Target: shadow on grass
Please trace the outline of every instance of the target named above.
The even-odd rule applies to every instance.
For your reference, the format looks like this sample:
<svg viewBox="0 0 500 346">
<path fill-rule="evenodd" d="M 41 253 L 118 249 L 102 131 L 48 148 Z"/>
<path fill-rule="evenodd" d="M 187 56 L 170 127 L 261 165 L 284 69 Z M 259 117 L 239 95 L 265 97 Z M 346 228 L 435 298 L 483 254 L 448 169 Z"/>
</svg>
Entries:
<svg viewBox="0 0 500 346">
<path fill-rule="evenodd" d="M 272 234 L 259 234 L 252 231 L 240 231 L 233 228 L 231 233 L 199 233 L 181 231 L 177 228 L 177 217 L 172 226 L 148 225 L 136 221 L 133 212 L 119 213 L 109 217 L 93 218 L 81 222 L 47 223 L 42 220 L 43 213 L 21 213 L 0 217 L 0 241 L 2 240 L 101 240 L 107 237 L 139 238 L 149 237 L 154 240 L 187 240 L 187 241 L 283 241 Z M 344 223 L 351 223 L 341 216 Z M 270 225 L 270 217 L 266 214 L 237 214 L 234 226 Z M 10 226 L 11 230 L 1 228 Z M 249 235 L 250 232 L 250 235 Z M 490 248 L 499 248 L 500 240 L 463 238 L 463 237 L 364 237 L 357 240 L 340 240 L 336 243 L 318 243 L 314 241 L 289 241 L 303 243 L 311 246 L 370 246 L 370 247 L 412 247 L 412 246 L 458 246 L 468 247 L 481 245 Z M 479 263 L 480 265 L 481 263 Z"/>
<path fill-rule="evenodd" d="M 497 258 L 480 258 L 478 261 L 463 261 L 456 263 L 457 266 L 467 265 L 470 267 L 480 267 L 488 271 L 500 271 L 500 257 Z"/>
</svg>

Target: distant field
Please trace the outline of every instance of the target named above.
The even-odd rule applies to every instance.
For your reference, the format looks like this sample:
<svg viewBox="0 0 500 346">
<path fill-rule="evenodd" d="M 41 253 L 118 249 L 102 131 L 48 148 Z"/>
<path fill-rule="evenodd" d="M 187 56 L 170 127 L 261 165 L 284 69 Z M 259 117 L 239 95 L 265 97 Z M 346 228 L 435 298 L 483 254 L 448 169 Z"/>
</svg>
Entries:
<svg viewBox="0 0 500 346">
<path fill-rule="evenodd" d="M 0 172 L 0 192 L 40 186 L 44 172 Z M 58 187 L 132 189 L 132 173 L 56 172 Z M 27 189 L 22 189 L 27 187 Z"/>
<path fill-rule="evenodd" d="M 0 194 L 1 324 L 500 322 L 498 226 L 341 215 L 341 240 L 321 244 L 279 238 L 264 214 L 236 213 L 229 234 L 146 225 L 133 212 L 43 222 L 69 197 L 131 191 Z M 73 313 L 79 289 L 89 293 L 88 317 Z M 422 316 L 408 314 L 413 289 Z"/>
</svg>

☆ ☆ ☆ ☆ ☆ ☆ ☆

▶ [Direction]
Rewrite all the records above as one numbered list, one line per item, and leave out the blank lines.

▶ [Correct answer]
1. Target: shadow on grass
2. Please trace the outline of every instance of the target named above.
3. The even-odd rule applies to every instance.
4. For your reference, the format looks like this sample:
5. <svg viewBox="0 0 500 346">
6. <path fill-rule="evenodd" d="M 41 253 L 118 249 L 102 131 L 48 148 Z"/>
7. <path fill-rule="evenodd" d="M 187 56 L 170 127 L 261 165 L 284 69 Z M 259 117 L 239 95 L 265 97 Z M 346 228 L 435 298 L 483 254 L 448 169 Z"/>
8. </svg>
9. Entries:
10. <svg viewBox="0 0 500 346">
11. <path fill-rule="evenodd" d="M 272 234 L 259 234 L 252 231 L 240 231 L 233 228 L 231 233 L 199 233 L 181 231 L 177 228 L 177 217 L 172 226 L 148 225 L 136 221 L 133 212 L 119 213 L 109 217 L 93 218 L 81 222 L 47 223 L 42 220 L 43 213 L 21 213 L 0 217 L 0 241 L 2 240 L 101 240 L 107 237 L 139 238 L 149 237 L 154 240 L 187 240 L 187 241 L 283 241 Z M 344 223 L 351 223 L 341 216 Z M 270 225 L 270 217 L 266 214 L 237 214 L 234 226 Z M 10 226 L 11 230 L 1 228 Z M 249 235 L 250 232 L 250 235 Z M 490 248 L 499 248 L 500 240 L 463 238 L 463 237 L 364 237 L 357 240 L 340 240 L 336 243 L 318 243 L 314 241 L 289 241 L 303 243 L 311 246 L 370 246 L 370 247 L 412 247 L 412 246 L 458 246 L 468 247 L 481 245 Z M 479 263 L 480 265 L 481 263 Z"/>
12. <path fill-rule="evenodd" d="M 497 258 L 480 258 L 478 261 L 463 261 L 456 263 L 457 266 L 467 265 L 470 267 L 480 267 L 488 271 L 500 271 L 500 257 Z"/>
13. </svg>
14. Target: distant field
15. Please trace the outline of every instance of the target named above.
16. The even-odd rule applies to every instance.
17. For your reference, the format looks like this sample:
18. <svg viewBox="0 0 500 346">
19. <path fill-rule="evenodd" d="M 41 253 L 118 249 L 102 131 L 48 148 Z"/>
20. <path fill-rule="evenodd" d="M 187 56 L 170 127 L 261 165 L 284 69 Z M 259 117 L 239 95 L 265 97 Z M 346 228 L 435 298 L 483 254 L 448 169 Z"/>
21. </svg>
22. Entries:
23. <svg viewBox="0 0 500 346">
24. <path fill-rule="evenodd" d="M 0 172 L 0 192 L 40 186 L 44 172 Z M 58 187 L 132 189 L 132 173 L 56 172 Z M 27 189 L 22 189 L 27 187 Z"/>
25. <path fill-rule="evenodd" d="M 0 194 L 1 324 L 500 322 L 498 226 L 341 215 L 341 240 L 321 244 L 279 238 L 264 214 L 236 213 L 229 234 L 146 225 L 133 212 L 43 222 L 69 197 L 131 191 Z M 73 313 L 79 289 L 89 293 L 88 317 Z M 422 316 L 408 314 L 413 289 Z"/>
26. </svg>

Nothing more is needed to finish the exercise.